■ Extract provided ■
- Opening Delimiter -
Right-click on the processor and select Configure.
Navigate to the property Record writer.
Select the appropriate record writer from the dropdown menu.
Configure the record writer service by clicking the arrow against the service. Click on the settings icon to configure the service.
Navigate to the properties tab and update the service as per your requirements.

Services can only be updated once disabled. Be cautious as disabling the service affects all associated processors. Once the services are updated, right-click on the canvas and select enable all controller services to enable the services.

Verify DBCP and SFTP

Before executing any flow, check the DBCP and SFTP connections to ensure credentials are accurate.

Execute the Flow

Once all settings are set up and verified, run the processor to verify:

Right-click on the canvas of the processor group, then click on Start. All flows will start processing.
If you want to run each flow manually, right-click on the flow file.
Click on Run Once, and repeat the same for each flow file.

Verify Processor Properties

Learn how to configure and verify crucial properties like Database Connection Pooling (DBCP) and Secure File Transfer Protocol (SFTP) for efficient data handling in Napita.

Processors are components designed to execute tasks on data within a system's dataflows. They handle tasks like data ingestion, transformation, routing, and interaction. Properties within processors are settings dictating how a processor operates and handles data. These settings allow users to customize processor behavior, including parameters like database connections (DBCP), SFTP details, etc.

Users configure these properties through Napita during processor setup. Verifying processor properties during creation ensures that entered values are acceptable. While additional properties may need configuration based on specific requirements, database connection (DBCP) and SFTP properties are mandatory for processor execution. If a property's value is invalid, the processor cannot be executed or utilized until the value is verified.
- Closing Delimiter -
■ Data shown ■
- Opening Delimiter -
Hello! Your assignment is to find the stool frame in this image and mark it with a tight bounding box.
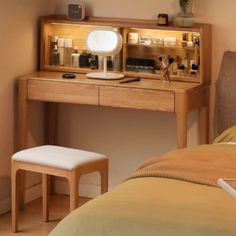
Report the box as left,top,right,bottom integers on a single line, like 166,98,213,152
11,158,108,232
- Closing Delimiter -
■ Work instructions ■
#1 According to the text on Napita processor properties, why must a user be cautious when disabling a controller service?
#2 In the text on Napita processor properties, what happens to a processor when one of its property values is invalid?
#3 List every kind of task that the text on Napita processor properties says processors handle.

■ Exercise responses ■
#1 A service can only be updated once it is disabled, and disabling it affects all the processors associated with that service. Caution is therefore needed because the change reaches beyond the single processor being configured.

#2 The processor cannot be executed or utilized until the value is verified.

#3
- Data ingestion
- Transformation
- Routing
- Interaction